(Point labeling examples)
-.-.-

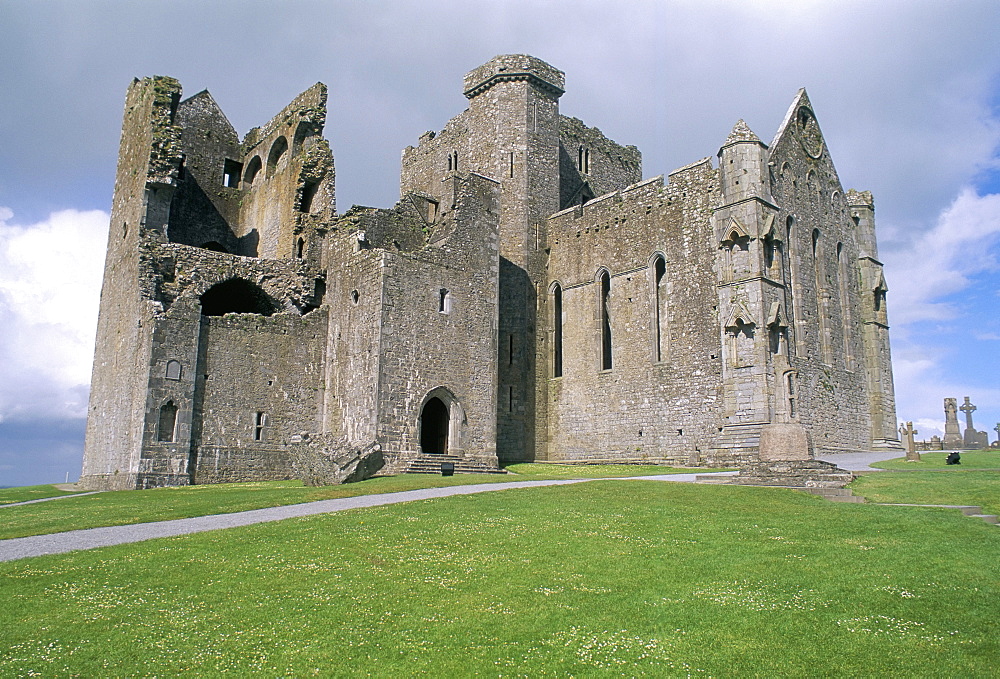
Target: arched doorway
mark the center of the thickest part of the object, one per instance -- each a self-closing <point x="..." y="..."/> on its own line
<point x="434" y="423"/>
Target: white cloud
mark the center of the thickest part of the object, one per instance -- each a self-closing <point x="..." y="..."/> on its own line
<point x="50" y="285"/>
<point x="940" y="262"/>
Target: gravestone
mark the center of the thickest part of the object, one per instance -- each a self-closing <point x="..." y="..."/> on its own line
<point x="907" y="432"/>
<point x="971" y="438"/>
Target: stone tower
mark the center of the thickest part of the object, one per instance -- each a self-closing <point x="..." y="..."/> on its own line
<point x="530" y="297"/>
<point x="875" y="319"/>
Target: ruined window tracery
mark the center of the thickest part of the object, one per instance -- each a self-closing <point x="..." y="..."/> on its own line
<point x="557" y="330"/>
<point x="253" y="169"/>
<point x="231" y="171"/>
<point x="741" y="342"/>
<point x="736" y="256"/>
<point x="822" y="301"/>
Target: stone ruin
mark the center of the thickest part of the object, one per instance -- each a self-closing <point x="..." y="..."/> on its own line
<point x="530" y="297"/>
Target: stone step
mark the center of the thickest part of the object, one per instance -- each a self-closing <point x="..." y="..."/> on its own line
<point x="431" y="464"/>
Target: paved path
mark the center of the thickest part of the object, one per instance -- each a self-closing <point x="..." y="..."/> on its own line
<point x="59" y="543"/>
<point x="46" y="499"/>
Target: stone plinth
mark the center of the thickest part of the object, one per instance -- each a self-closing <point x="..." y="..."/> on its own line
<point x="793" y="473"/>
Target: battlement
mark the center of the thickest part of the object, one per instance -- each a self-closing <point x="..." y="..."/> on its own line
<point x="514" y="68"/>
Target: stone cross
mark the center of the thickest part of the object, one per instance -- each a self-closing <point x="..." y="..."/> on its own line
<point x="968" y="409"/>
<point x="952" y="437"/>
<point x="911" y="448"/>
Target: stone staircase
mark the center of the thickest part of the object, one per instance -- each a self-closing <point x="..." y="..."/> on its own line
<point x="737" y="441"/>
<point x="974" y="511"/>
<point x="425" y="463"/>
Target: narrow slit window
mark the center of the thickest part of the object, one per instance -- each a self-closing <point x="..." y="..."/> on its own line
<point x="659" y="301"/>
<point x="557" y="331"/>
<point x="605" y="321"/>
<point x="167" y="423"/>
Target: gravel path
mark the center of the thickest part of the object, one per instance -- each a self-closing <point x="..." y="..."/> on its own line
<point x="858" y="462"/>
<point x="60" y="543"/>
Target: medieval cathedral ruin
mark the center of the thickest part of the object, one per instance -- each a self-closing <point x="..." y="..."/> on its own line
<point x="530" y="297"/>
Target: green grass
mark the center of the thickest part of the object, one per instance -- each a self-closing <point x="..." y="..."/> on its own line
<point x="972" y="459"/>
<point x="25" y="493"/>
<point x="605" y="578"/>
<point x="118" y="508"/>
<point x="944" y="487"/>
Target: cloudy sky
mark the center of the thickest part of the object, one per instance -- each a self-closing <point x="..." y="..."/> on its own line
<point x="907" y="94"/>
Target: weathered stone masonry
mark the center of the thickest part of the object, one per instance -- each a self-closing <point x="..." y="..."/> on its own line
<point x="529" y="297"/>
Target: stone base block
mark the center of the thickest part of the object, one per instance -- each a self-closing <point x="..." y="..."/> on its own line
<point x="785" y="441"/>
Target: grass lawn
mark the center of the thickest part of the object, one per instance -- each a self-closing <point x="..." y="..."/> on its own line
<point x="117" y="508"/>
<point x="527" y="470"/>
<point x="971" y="459"/>
<point x="25" y="493"/>
<point x="950" y="486"/>
<point x="606" y="578"/>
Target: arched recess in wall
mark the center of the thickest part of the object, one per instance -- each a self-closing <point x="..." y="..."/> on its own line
<point x="252" y="172"/>
<point x="604" y="317"/>
<point x="441" y="423"/>
<point x="278" y="150"/>
<point x="661" y="327"/>
<point x="555" y="294"/>
<point x="303" y="131"/>
<point x="740" y="330"/>
<point x="236" y="296"/>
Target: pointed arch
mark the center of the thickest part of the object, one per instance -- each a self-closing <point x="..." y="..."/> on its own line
<point x="277" y="153"/>
<point x="251" y="173"/>
<point x="440" y="423"/>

-.-.-

INSTRUCTION -> Begin with the line containing "Target: weathered stone masonry" and repeat each line exactly until the records above end.

TASK SOLUTION ->
Target: weathered stone masonry
mark the center of the thickest part of the object, one per instance -- each a self-closing <point x="..." y="..."/> on its own line
<point x="529" y="297"/>
Target: stone base block
mark the center of the thickest part of the object, one per instance -- each a self-closing <point x="..." y="..."/> on its own line
<point x="785" y="441"/>
Target: grass lawn
mark the center of the thickest part of the object, one per instance -- each a self-closing <point x="..." y="..."/> on its own line
<point x="117" y="508"/>
<point x="527" y="470"/>
<point x="971" y="459"/>
<point x="25" y="493"/>
<point x="950" y="486"/>
<point x="606" y="578"/>
Target: arched recess in wall
mark the center of the thickest part of the object, one per instance -- each a self-closing <point x="..." y="..."/> on its own line
<point x="252" y="172"/>
<point x="604" y="317"/>
<point x="441" y="423"/>
<point x="278" y="150"/>
<point x="661" y="327"/>
<point x="555" y="294"/>
<point x="303" y="131"/>
<point x="740" y="330"/>
<point x="236" y="296"/>
Target: pointed arch
mark the center of the thickest part of the object, one per instance -- each a self-closing <point x="..." y="..."/> on its own line
<point x="277" y="153"/>
<point x="251" y="173"/>
<point x="440" y="423"/>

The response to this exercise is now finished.